> [REQUIRED WORK]
Locate each line in the records below that contains the word "parts", and copy those lines out in full.

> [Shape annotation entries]
= = =
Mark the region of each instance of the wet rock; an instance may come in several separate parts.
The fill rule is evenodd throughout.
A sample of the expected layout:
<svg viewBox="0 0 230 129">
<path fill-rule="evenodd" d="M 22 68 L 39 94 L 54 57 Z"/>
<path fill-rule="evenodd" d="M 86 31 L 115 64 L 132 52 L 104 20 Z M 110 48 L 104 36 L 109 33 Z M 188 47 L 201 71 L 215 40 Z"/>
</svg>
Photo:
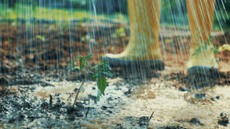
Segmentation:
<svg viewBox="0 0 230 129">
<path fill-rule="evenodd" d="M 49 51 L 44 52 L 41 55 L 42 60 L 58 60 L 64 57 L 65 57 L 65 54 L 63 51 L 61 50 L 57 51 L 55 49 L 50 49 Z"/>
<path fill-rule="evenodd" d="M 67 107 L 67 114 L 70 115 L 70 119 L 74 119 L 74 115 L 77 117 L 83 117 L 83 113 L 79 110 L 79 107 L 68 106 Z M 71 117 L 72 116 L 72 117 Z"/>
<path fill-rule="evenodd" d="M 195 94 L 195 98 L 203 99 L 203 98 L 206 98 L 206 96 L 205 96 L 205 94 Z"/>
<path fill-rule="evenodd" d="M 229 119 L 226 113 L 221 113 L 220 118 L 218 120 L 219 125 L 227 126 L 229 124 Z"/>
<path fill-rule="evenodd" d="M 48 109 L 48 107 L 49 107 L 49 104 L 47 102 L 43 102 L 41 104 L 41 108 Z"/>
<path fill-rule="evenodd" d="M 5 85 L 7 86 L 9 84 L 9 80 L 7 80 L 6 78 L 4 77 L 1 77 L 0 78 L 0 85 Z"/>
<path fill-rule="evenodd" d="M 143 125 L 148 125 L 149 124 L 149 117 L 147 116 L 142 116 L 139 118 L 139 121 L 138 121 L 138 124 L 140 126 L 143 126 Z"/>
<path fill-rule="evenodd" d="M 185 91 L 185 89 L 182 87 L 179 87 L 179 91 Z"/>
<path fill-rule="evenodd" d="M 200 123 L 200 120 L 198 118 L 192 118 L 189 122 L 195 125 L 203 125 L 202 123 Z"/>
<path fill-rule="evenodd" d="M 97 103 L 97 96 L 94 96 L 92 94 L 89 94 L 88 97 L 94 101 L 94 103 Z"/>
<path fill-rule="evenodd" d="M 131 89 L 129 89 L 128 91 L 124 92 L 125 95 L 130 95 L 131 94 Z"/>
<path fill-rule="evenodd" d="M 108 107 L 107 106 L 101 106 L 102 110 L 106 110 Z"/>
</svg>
= = =
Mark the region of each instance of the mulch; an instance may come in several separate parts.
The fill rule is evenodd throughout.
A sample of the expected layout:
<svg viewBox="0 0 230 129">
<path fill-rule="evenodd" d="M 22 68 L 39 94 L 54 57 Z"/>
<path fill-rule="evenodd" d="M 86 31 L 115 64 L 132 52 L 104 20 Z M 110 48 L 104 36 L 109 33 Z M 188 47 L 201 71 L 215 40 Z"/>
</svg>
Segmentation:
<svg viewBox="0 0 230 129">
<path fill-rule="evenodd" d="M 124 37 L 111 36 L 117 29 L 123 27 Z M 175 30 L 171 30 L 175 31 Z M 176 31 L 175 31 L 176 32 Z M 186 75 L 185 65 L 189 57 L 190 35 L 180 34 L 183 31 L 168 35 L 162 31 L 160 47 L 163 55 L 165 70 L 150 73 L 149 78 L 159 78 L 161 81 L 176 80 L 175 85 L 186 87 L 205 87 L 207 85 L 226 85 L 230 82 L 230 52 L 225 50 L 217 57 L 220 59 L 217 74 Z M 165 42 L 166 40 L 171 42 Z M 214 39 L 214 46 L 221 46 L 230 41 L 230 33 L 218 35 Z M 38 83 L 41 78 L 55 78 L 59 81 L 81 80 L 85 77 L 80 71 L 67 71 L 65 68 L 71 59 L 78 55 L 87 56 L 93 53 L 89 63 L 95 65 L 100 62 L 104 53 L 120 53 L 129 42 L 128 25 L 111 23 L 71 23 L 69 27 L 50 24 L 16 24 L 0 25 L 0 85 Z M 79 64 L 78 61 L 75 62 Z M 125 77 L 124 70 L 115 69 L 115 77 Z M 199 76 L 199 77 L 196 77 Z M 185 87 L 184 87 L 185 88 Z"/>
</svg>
= = =
> [TASK RESPONSE]
Mark the region of each instance of the wet rock; an instance may come in several separate parts.
Mark the region of each instance of the mulch; an instance may come in several separate parts.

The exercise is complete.